### Task
All of the records must be repeated exactly.

BEGIN

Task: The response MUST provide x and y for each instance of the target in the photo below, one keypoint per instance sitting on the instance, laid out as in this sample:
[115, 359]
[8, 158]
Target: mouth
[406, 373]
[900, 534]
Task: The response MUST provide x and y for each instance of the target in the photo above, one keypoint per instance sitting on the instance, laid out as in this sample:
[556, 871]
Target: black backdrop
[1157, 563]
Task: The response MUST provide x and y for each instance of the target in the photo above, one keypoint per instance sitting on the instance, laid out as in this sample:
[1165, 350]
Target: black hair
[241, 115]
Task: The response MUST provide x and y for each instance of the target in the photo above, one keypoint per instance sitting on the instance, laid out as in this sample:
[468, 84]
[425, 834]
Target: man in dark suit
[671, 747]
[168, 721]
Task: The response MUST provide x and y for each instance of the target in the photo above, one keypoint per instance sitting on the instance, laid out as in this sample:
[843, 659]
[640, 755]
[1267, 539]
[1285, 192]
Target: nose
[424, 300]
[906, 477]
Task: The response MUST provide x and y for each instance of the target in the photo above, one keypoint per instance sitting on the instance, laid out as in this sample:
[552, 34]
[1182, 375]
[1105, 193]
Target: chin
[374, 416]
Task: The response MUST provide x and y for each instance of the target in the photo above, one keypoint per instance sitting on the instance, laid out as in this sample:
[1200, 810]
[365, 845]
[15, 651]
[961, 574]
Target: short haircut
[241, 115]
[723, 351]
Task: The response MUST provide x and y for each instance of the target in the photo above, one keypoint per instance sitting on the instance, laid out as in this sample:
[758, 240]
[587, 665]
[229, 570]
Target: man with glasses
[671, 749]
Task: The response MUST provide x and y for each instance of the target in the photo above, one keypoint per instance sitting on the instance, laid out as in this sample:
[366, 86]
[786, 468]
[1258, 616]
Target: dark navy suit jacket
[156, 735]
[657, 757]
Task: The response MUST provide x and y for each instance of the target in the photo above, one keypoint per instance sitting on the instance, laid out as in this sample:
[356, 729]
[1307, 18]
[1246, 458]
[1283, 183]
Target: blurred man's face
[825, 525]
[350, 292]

END

### Written solution
Task: The response MUST provide x and y for each instance of the target in the photo below, one keypoint per instance sitting on the instance, laid out as in this sample:
[115, 359]
[8, 158]
Target: mouth
[406, 373]
[900, 534]
Task: The response MUST provide x and y for each instance of the target in the photo above, one keypoint per instance sitting on the instance, laid out as in this sample:
[556, 871]
Target: black backdrop
[1157, 563]
Task: The response MUST provide x and y for each instance of the target in the photo above, one keypoint per instance sitting on the instance, laid out as in this sample:
[1165, 350]
Target: black hair
[241, 115]
Task: The response MUST provide x and y for each instance of the target in the photo above, one keypoint per instance sitting on the instance, laid out as in this sample:
[468, 84]
[425, 834]
Target: man in dark suit
[671, 747]
[168, 721]
Task: The response MUST provide x and y for each instance of the target in the photo above, one keypoint per instance sitting on the instance, laid out as in this sample:
[843, 659]
[640, 755]
[1267, 539]
[1285, 192]
Target: nose
[424, 300]
[906, 477]
Task: The response MUST provide x and y for each instance of the target in the photo above, one keypoint per instance sitting on the instance, laid out as in this sample:
[552, 34]
[1182, 375]
[1105, 193]
Target: chin
[374, 416]
Task: The response MUST provide x and y for each instance of the target in the photo above, one keypoint per instance sitting on the instance, laid out as in this sample:
[1200, 810]
[365, 845]
[15, 651]
[961, 574]
Target: short haircut
[241, 115]
[723, 351]
Task: The response MUST provide x and y for each instance of the target in the photo above, one keypoint per instance sitting on the instance, laid out as in this sample:
[758, 240]
[587, 665]
[229, 570]
Target: man with glasses
[671, 749]
Task: The response MUST provide x and y for each instance of the target in the photo above, one keypoint per instance sitting on the instance, laid out as in this sample:
[366, 86]
[786, 468]
[1258, 616]
Target: dark navy suit jacket
[156, 735]
[657, 757]
Task: The response MUST provide x and y for each instance of the target in the photo above, one keypoint per instance sitting on the instance, laid out as in this sample:
[356, 729]
[1307, 18]
[1246, 458]
[1283, 183]
Target: blurred man's face
[825, 525]
[350, 292]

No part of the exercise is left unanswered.